[BEGIN Document excerpt]
Tales of abuse from a ‘Dream House’

The writer in residence reflects on her craft, the attention attracted by her new memoir, and what it means to teach creative writing.

The true dream house for author Carmen María Machado is in West Philadelphia, a Victorian fixer-upper she and her wife bought last year. It’s within walking distance of the Walnut Street brownstone that houses the University of Pennsylvania’s Creative Writing Program, where she is a writer in residence. 

That house of her dreams is not to be confused with the one in her new memoir, “In the Dream House,” a place where she suffered a nightmarish existence. Experimental in its approach, the memoir describes in detail the dynamics of her life with “the woman in the Dream House,” as she refers to her former girlfriend, and the frightening emotional and psychological abuse Machado suffered during their two-year relationship.
[END Document excerpt]
■ **Written task 1**: Condense the paragraph of the profile that begins "The true dream house" into a shorter version that keeps its main facts.
[BEGIN Material shown]
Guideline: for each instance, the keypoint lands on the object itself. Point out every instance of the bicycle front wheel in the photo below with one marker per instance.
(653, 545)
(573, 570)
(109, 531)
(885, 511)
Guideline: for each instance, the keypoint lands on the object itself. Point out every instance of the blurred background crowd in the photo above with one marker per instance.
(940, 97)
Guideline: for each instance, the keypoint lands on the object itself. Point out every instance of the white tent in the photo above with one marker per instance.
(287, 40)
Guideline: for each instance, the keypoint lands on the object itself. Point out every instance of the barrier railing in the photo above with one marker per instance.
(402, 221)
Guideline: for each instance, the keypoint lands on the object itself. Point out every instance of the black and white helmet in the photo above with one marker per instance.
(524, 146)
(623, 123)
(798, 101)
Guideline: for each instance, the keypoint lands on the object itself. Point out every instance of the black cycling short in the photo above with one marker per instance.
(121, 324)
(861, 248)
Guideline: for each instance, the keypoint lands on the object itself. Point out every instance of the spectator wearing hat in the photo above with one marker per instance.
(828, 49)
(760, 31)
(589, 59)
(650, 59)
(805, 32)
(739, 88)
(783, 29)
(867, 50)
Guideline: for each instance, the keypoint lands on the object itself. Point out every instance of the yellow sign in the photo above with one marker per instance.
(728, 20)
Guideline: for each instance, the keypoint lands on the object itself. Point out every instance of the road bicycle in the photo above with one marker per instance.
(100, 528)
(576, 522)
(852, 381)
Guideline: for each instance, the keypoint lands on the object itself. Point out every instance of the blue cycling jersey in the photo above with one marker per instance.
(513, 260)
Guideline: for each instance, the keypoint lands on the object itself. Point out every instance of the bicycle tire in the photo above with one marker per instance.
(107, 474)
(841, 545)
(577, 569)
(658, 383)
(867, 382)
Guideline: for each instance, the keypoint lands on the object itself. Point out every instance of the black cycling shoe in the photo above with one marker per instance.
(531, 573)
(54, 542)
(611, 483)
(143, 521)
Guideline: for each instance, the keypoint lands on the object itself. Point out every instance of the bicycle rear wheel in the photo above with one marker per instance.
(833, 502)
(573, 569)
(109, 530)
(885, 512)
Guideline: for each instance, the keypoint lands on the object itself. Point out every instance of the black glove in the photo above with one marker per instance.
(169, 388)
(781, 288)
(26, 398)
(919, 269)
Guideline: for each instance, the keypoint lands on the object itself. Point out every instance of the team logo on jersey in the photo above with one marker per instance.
[END Material shown]
■ **Written task 2**: Locate every line in the rows that contains the string "wheel" and copy each one out.

■ **Final answer 1**: Carmen María Machado's true dream house is a Victorian fixer-upper in West Philadelphia that she and her wife bought last year. It is within walking distance of the Walnut Street brownstone housing the University of Pennsylvania's Creative Writing Program, where she is a writer in residence.

■ **Final answer 2**:
Guideline: for each instance, the keypoint lands on the object itself. Point out every instance of the bicycle front wheel in the photo below with one marker per instance.
Guideline: for each instance, the keypoint lands on the object itself. Point out every instance of the bicycle rear wheel in the photo above with one marker per instance.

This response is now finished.